:: Goal of the exercise ::
Extend the passage on Armstrong's case for Protestants recovering the medieval tradition, beginning right after its final sentence.

:: Text shown ::
*** Begin section ***
Protestants should resist the urge to separate faith and reason, logic and love, religion and science, and Word and world, following instead the medievals’ example by laboring to maintain their unity. Armstrong contends that the Incarnation of Christ makes it possible to coherently hold these four binaries together in their contexts. One of the grave mistakes of modernity is to put these binaries into conflict with one another, and contemporary Protestants have often accepted the historicity and orthodoxy of this supposed conflict. But as the medieval scholastics taught in their theology, philosophy, and aesthetics, and as Lewis demonstrated in his imaginative literature and moral philosophy, to splinter truth into parts is to deny reality, with awful consequences for our appraisal of the gospel. We are left with a quasi-Gnosticism that denies the goodness of the physical world and the dignity of the whole human person.
Rather than “skip over the Incarnation and downplay the embodied, human Christ in our theology and devotion,” Armstrong argues that Protestants should recover four specific and practical things from the medieval tradition: a renewal of aesthetics, especially in art and architecture; a turn back to the imagination as a resource for worship; a dismissal of red-herring distortions of works-righteousness with an accompanying return to theologically grounded ethics; and a return to rigorous spiritual disciplines that tax the mind, body, and spirit but address the truth that our bodily and sensory lives are the only place we may finally “do business with God.”
*** End section ***
:: Exercise data ::
*** Begin section ***
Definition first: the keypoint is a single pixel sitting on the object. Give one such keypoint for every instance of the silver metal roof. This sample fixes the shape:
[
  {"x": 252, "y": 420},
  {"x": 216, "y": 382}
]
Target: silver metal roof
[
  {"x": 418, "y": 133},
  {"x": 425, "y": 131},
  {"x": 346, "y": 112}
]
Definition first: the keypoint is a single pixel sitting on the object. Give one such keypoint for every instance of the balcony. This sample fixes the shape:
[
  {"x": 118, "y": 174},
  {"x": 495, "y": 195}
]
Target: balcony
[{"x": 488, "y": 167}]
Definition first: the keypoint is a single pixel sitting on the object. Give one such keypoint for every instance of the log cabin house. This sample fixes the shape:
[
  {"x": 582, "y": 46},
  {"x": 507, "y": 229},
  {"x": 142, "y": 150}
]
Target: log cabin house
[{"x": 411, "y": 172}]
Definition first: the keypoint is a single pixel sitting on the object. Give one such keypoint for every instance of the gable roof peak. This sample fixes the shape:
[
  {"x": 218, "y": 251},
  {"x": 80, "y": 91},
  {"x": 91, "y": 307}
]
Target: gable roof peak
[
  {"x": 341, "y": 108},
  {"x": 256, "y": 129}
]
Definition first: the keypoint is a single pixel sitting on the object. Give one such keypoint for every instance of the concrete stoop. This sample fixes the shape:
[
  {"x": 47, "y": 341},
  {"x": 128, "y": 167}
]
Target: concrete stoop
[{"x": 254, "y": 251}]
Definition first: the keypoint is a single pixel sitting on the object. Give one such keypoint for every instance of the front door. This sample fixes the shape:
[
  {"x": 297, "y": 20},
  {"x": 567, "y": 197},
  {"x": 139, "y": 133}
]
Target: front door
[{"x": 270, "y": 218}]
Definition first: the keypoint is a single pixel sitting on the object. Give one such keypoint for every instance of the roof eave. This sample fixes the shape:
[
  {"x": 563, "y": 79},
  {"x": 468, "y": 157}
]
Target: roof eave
*** End section ***
:: Answer section ::
Medieval Wisdom is a remarkable book, and as such, it serves as an eminently appropriate reflection of its author. Armstrong’s project—to diagnose American Protestantism’s ailments and to prescribe a program of convalescence informed by a thousand-year-old tradition, itself mediated to the modern patient through a mid-twentieth century Oxford don—might be an impossible one even for the brightest and wisest among us. Armstrong carries out this project with careful historical and theological analysis, vulnerable autobiographical detail, and piercing criticisms that are attended by grace and compassion, along with a light-heartedness and humor that never fail to elicit a smile or even a laugh in the midst of reading. The book is a delight to the mind, heart, and spirit, with appeal across the denominational spectrum.
Armstrong himself is an Anglican with deep roots in Pentecostalism, but every Protestant can find relevance and practical guidance in these pages from his work. Even those among us who continue to be suspicious of the “traditions of men” will find much to appreciate in Armstrong’s telling of the lives of so many saints who have gone before, as well as his thorough analyses of Lewis’s wide-ranging books, essays, and letters.
Five hundred years after the Reformation began, let us remember that we, as members of Christ’s body, are surrounded by a great cloud of witnesses who went before us and were faithful in the midst of their sorrows, joys, defeats, and triumphs. Let us be encouraged by the words of the hymn “For All The Saints” that as “we feebly struggle, they in glory shine / Yet all are one in Thee, for all are Thine.” And let us anticipate the day when
From earth’s wide bounds, from ocean’s farthest coast,
Through gates of pearl streams in the countless host,
Singing to Father, Son and Holy Ghost.